**Document segment:**
════════

Located at: 6300 N. Swan Road, 520-299-9191,open 10 a.m.-4 p.m. daily. Free Admission and Parking. Take the turn off Swan Road, and suddenly you have arrived in a whole other world, and it is the mesmerizing world of the late artist Ted De Grazia that he crafted for himself, and his friends in the lower foothills of the Santa Catalina Mountains.

Ted was the son of hard working Italian immigrants and lived from 1909 to 1982. De Grazia was known best for his deeply revealing works of wide-eyed Indian children. They have appeared  in everything from his greeting cards to magazine covers all over the world.

However, the gallery itself gives much more of the sense of the artist through paintings and sculpture going well back to the very early 1940s, when Ted studied with world revered Mexican Revolutionary Muralists Diego Rivera and José Clemente Orozco.

════════

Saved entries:
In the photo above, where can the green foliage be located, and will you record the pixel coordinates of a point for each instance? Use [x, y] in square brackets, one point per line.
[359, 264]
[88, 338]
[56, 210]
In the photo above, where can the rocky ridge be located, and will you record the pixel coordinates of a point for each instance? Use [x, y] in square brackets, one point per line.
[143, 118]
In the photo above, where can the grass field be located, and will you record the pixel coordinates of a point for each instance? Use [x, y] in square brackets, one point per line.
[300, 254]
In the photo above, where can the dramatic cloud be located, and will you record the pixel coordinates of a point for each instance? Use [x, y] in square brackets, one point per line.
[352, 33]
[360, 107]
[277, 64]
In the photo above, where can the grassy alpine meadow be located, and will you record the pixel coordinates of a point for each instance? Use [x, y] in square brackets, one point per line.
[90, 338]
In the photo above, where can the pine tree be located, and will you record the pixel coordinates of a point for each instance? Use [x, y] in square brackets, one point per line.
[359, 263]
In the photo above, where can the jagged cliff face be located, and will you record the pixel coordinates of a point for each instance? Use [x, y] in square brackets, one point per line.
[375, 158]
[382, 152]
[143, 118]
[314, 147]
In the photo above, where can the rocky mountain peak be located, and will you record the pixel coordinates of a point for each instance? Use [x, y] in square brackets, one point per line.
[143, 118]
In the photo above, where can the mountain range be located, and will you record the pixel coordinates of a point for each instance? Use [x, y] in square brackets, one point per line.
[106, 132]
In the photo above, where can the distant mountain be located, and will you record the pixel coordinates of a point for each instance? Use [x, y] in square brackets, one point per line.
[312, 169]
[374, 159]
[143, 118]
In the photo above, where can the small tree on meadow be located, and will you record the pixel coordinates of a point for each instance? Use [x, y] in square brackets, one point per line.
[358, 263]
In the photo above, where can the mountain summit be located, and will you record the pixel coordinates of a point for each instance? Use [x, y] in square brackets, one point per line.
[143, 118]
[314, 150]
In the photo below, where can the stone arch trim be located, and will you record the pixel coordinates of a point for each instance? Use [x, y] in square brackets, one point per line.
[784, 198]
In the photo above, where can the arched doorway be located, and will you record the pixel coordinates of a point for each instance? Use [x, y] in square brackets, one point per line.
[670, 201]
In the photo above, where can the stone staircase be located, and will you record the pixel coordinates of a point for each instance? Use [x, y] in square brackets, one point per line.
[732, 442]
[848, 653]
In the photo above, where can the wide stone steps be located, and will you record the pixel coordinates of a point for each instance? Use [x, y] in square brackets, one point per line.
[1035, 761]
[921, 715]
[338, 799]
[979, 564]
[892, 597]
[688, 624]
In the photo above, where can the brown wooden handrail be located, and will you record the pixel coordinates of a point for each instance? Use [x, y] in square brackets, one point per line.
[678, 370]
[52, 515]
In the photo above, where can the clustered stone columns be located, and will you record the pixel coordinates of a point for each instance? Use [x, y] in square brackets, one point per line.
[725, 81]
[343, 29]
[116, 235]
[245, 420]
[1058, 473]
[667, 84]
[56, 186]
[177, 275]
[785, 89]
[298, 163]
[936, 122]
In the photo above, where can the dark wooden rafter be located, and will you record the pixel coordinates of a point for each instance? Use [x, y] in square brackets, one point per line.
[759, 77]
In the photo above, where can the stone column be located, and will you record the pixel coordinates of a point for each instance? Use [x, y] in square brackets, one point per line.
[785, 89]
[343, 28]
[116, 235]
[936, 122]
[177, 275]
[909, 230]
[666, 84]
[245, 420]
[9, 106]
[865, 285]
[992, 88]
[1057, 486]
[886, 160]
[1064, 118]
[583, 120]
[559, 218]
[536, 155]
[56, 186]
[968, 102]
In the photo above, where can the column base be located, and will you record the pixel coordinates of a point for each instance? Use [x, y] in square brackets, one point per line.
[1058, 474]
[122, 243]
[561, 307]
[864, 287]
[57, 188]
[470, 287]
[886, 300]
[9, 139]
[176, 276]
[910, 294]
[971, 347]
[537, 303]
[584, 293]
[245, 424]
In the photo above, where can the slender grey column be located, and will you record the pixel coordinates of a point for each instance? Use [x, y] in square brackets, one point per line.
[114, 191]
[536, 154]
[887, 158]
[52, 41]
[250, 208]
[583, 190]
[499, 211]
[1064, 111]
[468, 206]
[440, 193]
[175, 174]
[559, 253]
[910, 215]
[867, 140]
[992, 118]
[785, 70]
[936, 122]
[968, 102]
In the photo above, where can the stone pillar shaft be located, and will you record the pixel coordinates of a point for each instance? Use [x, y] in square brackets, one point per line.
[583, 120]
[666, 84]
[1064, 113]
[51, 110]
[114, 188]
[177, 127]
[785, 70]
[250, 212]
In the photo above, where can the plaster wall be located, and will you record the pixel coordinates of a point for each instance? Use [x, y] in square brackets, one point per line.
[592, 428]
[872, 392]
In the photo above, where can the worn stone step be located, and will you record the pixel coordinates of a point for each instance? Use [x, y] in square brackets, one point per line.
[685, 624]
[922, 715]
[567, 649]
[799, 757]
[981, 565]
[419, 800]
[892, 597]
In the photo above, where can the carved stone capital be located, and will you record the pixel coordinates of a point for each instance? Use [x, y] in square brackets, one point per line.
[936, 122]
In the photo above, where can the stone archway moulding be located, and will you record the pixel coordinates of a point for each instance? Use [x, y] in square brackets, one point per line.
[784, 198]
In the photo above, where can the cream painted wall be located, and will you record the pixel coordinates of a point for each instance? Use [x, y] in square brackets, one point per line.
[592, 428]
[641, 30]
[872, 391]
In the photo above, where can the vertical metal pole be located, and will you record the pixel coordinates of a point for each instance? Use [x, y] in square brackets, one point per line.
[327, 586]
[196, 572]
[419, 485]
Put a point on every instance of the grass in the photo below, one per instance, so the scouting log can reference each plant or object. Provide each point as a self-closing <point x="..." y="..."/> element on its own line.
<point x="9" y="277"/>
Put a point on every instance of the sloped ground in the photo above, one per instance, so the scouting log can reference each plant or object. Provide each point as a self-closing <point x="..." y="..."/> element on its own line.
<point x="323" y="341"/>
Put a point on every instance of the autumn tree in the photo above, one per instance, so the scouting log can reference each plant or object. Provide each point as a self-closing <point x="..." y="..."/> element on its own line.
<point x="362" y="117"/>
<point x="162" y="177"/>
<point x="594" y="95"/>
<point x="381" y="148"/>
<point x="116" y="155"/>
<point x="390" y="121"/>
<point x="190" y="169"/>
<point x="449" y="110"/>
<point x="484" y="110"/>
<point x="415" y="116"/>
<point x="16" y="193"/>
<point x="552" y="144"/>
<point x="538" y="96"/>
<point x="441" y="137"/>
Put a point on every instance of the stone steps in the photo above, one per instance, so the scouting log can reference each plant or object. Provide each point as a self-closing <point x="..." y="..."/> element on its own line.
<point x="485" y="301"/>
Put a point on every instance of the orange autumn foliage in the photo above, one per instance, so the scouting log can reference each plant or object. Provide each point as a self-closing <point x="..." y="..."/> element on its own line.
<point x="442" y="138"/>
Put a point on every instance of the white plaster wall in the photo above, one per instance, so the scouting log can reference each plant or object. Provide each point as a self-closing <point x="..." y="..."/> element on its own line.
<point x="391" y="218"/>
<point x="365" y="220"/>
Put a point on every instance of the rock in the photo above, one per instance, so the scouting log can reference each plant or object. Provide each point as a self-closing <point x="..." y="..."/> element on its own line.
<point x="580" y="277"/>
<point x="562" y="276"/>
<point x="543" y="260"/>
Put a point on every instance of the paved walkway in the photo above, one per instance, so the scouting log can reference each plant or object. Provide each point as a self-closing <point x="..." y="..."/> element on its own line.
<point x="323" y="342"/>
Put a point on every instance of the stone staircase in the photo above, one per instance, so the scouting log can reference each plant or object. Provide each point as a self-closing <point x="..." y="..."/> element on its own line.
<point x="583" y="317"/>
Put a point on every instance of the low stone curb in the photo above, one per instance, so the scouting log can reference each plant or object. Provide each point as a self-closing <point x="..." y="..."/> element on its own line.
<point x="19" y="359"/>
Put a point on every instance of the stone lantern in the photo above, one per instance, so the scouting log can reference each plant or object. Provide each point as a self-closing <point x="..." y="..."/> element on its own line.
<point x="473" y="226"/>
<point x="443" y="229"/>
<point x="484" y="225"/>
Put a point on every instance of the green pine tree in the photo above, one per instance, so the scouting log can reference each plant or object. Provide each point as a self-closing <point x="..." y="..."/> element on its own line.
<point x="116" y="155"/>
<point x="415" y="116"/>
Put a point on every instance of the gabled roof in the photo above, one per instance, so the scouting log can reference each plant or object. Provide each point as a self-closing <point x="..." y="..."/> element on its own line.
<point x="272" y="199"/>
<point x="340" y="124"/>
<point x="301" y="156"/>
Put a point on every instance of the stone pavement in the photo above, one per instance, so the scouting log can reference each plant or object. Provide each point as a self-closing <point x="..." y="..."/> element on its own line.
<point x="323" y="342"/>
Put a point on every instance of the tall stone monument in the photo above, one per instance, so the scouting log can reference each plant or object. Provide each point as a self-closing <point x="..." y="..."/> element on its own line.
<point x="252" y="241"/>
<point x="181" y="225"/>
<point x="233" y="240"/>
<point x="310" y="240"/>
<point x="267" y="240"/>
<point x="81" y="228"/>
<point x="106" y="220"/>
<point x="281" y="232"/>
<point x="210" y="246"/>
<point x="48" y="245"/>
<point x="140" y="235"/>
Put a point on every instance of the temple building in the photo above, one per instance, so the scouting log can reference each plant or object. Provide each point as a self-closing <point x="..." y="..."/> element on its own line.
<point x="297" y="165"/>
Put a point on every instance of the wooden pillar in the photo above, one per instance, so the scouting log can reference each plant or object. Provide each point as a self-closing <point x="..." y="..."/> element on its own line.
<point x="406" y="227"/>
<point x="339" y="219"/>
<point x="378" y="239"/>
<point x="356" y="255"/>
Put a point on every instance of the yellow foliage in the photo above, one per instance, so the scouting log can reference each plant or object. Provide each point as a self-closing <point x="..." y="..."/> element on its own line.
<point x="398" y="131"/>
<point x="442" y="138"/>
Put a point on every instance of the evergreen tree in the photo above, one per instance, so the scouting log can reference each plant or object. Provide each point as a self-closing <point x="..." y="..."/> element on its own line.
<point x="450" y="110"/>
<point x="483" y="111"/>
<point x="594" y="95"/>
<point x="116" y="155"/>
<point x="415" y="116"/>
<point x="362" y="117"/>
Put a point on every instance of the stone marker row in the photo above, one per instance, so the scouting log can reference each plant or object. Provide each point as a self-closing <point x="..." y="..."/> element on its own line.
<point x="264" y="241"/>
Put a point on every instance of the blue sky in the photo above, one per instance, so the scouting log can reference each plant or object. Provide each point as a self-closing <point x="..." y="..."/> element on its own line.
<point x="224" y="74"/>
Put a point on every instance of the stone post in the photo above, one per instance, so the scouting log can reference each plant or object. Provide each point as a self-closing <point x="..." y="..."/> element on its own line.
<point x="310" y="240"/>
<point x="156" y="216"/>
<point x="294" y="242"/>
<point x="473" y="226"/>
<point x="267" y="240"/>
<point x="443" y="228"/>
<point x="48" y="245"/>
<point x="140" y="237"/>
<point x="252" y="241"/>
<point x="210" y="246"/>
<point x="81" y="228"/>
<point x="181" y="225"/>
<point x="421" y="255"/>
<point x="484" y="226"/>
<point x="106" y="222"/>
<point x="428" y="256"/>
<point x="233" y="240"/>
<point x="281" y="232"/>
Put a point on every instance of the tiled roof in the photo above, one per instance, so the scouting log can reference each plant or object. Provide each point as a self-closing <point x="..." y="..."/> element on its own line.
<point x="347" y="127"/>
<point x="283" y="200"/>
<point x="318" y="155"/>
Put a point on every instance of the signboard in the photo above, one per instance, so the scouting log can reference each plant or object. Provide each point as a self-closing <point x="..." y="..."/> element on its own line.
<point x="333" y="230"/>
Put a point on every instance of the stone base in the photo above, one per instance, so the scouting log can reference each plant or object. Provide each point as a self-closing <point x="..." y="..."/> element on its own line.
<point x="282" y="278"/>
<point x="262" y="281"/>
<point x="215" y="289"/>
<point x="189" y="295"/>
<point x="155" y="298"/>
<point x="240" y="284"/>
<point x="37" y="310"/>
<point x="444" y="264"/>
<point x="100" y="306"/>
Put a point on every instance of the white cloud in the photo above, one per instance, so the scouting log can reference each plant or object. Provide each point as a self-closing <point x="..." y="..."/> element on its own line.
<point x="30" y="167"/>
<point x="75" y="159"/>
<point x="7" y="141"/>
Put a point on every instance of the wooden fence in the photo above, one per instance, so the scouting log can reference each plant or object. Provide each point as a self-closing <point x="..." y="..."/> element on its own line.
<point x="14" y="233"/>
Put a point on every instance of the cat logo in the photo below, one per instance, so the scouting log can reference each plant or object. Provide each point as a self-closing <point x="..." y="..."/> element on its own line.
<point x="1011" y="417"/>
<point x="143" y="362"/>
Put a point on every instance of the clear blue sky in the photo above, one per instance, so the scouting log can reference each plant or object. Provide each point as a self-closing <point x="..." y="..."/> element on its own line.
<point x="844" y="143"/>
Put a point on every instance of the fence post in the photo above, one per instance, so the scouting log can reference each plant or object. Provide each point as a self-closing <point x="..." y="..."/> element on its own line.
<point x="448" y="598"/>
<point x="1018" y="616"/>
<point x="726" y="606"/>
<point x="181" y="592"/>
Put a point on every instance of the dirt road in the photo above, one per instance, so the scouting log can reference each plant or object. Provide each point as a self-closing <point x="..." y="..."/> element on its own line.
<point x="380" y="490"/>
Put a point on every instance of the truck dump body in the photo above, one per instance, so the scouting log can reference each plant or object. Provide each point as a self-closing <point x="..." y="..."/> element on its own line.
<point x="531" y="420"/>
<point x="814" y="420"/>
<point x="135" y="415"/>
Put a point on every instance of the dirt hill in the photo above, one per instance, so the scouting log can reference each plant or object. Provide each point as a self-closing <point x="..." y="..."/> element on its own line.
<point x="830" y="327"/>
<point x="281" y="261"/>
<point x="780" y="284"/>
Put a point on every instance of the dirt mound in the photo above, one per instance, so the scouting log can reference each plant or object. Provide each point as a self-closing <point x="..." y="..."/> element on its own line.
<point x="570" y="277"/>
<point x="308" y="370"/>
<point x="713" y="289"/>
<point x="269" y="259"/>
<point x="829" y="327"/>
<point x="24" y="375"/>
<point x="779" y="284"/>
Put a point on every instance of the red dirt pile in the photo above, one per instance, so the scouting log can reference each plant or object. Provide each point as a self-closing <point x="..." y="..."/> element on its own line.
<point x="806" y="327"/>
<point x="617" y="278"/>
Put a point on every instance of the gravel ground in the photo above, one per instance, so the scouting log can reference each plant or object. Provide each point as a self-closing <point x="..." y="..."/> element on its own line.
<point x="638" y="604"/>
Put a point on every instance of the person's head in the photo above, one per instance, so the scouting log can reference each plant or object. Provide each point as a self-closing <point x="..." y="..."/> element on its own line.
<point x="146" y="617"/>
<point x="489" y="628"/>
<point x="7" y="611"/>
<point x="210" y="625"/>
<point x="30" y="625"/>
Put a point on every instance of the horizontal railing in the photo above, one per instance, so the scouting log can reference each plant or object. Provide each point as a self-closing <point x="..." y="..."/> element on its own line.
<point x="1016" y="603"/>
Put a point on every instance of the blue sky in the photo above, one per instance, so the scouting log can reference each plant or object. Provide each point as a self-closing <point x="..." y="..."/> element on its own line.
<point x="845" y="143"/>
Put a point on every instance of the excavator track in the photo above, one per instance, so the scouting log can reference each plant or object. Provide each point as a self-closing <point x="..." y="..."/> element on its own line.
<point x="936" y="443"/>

════════

**Study questions:**
**1)** Please print the De Grazia gallery passage from "Located at: 6300" up to and including "José Clemente Orozco.".
**2)** Decide whether each statement agrees with the De Grazia gallery passage. Answer yes or no, and quote the words that settle it.
(a) Visitors pay an admission fee.
(b) De Grazia lived from 1909 to 1982.
(c) De Grazia studied with Diego Rivera in the 1950s.
**3)** Use the De Grazia gallery passage to answer these:
(a) What are the gallery's hours?
(b) What works was De Grazia best known for?
(c) The gallery sits in the foothills of which mountains?
You can ignore the rows.

**Problem solutions:**
**1)**
Located at: 6300 N. Swan Road, 520-299-9191,open 10 a.m.-4 p.m. daily. Free Admission and Parking. Take the turn off Swan Road, and suddenly you have arrived in a whole other world, and it is the mesmerizing world of the late artist Ted De Grazia that he crafted for himself, and his friends in the lower foothills of the Santa Catalina Mountains.

Ted was the son of hard working Italian immigrants and lived from 1909 to 1982. De Grazia was known best for his deeply revealing works of wide-eyed Indian children. They have appeared  in everything from his greeting cards to magazine covers all over the world.

However, the gallery itself gives much more of the sense of the artist through paintings and sculpture going well back to the very early 1940s, when Ted studied with world revered Mexican Revolutionary Muralists Diego Rivera and José Clemente Orozco.

**2)**
(a) No: "Free Admission and Parking."
(b) Yes: "lived from 1909 to 1982"
(c) No: "the very early 1940s, when Ted studied with world revered Mexican Revolutionary Muralists Diego Rivera and José Clemente Orozco"

**3)**
(a) 10 a.m.-4 p.m. daily
(b) Deeply revealing works of wide-eyed Indian children
(c) The Santa Catalina Mountains